### Task goal
Give back exactly the lines of the entries below from the line with "positive clicks: (320, 204)" to the line with "box: [226, 166, 370, 219]", inclusive, and only those.

### Records to use
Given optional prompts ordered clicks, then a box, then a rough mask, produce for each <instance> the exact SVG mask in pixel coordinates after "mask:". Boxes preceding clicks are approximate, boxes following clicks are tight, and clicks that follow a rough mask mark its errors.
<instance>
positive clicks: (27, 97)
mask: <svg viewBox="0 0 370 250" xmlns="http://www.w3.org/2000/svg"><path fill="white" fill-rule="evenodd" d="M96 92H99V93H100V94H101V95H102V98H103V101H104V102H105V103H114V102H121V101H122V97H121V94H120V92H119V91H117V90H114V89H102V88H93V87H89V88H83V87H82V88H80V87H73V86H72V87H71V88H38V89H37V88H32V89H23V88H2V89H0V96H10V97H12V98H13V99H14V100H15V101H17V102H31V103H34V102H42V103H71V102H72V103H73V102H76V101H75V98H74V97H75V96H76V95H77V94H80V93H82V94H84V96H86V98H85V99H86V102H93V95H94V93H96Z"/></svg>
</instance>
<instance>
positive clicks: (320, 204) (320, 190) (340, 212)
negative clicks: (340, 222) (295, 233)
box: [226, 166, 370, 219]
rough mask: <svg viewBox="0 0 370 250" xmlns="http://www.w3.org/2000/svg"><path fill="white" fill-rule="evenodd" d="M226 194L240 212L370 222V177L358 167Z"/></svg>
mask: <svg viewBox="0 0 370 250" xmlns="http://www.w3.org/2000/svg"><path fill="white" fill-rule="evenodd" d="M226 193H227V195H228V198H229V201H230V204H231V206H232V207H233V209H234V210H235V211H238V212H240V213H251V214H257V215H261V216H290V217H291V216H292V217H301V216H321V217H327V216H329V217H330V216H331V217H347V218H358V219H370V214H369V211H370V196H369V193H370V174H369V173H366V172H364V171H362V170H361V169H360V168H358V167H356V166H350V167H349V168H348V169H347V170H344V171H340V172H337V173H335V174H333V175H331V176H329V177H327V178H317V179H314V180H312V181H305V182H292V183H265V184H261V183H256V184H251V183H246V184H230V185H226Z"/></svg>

### Answer for the task
positive clicks: (320, 204) (320, 190) (340, 212)
negative clicks: (340, 222) (295, 233)
box: [226, 166, 370, 219]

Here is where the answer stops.